[WHAT IS NEEDED] Transcribe, exactly as they appear, only the lines from the one holding "Task — for every instance of the stadium steps, mark" through the end of the entries below.
-- begin --
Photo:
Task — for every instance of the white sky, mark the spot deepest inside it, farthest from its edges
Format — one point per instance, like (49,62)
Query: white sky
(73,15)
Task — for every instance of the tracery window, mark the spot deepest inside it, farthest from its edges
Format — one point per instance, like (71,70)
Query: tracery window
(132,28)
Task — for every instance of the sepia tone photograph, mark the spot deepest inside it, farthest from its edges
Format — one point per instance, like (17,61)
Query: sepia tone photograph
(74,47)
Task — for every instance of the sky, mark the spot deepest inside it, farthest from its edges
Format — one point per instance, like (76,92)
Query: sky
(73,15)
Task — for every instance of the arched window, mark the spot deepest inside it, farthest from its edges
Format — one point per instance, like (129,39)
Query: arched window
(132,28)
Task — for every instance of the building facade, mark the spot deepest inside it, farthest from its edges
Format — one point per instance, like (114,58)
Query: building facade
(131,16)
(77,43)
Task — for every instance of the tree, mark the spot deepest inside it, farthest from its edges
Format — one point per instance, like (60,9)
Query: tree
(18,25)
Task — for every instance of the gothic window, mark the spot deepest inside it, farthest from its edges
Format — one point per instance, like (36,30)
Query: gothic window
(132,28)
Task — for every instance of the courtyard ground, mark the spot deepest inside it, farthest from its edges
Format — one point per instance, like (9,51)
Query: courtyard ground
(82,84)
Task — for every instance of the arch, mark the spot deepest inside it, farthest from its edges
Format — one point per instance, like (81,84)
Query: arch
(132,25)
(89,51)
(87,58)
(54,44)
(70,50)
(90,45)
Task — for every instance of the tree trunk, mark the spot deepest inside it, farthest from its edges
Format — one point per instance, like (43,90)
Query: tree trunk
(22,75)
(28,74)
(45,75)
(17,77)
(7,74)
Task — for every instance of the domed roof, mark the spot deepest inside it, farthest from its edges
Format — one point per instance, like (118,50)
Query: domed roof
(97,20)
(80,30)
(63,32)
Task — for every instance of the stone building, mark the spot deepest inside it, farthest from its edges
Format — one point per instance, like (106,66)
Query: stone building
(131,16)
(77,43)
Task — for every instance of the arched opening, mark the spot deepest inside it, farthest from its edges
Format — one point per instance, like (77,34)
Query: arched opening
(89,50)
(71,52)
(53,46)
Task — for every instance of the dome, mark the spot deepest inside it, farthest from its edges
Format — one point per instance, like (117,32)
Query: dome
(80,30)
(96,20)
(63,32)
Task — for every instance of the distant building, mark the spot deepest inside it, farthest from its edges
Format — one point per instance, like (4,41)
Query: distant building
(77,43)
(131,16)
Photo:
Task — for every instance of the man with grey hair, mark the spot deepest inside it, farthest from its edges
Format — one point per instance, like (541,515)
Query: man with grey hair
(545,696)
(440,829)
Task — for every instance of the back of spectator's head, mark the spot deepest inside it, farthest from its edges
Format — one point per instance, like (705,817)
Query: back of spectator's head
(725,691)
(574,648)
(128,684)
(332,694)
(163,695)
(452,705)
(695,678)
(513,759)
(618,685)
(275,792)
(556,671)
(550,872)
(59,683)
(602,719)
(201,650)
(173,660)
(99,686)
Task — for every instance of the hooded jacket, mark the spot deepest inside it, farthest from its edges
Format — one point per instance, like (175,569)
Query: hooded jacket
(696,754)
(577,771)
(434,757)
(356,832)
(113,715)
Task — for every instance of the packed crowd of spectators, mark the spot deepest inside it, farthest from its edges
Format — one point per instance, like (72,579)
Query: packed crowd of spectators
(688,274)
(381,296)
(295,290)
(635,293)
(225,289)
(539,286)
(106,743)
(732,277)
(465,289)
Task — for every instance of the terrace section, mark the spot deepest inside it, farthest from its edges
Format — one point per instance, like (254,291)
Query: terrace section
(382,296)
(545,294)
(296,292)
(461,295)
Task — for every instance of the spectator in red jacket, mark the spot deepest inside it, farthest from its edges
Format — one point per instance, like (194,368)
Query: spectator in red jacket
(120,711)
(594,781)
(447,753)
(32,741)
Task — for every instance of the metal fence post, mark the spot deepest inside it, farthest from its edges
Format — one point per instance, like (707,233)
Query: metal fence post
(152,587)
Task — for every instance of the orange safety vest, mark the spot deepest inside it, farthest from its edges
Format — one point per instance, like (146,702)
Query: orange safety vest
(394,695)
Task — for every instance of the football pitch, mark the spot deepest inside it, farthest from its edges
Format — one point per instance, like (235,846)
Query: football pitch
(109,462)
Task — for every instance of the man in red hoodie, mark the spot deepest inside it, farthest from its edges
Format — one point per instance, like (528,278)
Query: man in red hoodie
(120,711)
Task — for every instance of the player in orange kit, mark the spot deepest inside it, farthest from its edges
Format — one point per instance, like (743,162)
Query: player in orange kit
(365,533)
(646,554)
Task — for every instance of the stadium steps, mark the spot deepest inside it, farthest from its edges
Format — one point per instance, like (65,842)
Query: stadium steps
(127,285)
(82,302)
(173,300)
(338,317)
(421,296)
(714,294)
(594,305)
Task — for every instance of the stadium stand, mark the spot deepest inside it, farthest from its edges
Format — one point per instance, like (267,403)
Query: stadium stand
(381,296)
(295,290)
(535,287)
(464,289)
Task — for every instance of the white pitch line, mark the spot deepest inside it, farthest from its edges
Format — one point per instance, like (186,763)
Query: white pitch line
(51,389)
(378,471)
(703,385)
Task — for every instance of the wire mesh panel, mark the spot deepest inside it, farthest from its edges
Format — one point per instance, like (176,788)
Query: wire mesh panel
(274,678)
-- end --
[FINAL ANSWER]
Task — for every instance of the stadium steps, mark the spot deepest inside it, farthest from its edges
Format — one point per instance, like (65,842)
Query: stadium steps
(127,285)
(82,302)
(173,300)
(338,317)
(421,296)
(714,294)
(594,305)
Task — for every instance of the stadium stand, mark the spot deepest inside it, farthest from its edges
Format — one point per instance, like (267,403)
Query: stadium stand
(381,296)
(295,290)
(535,287)
(464,289)
Task — for every instance of the white pitch line, mark the spot deepest inside it, farthest from its edges
Format — one point per instance, like (186,763)
Query: white pitch line
(51,389)
(378,471)
(703,385)
Task — for every instance of the wire mesh panel, mark the spot deepest inside it, farthest from its edges
Format — one point per instance, like (176,788)
Query: wire mesh panel
(274,678)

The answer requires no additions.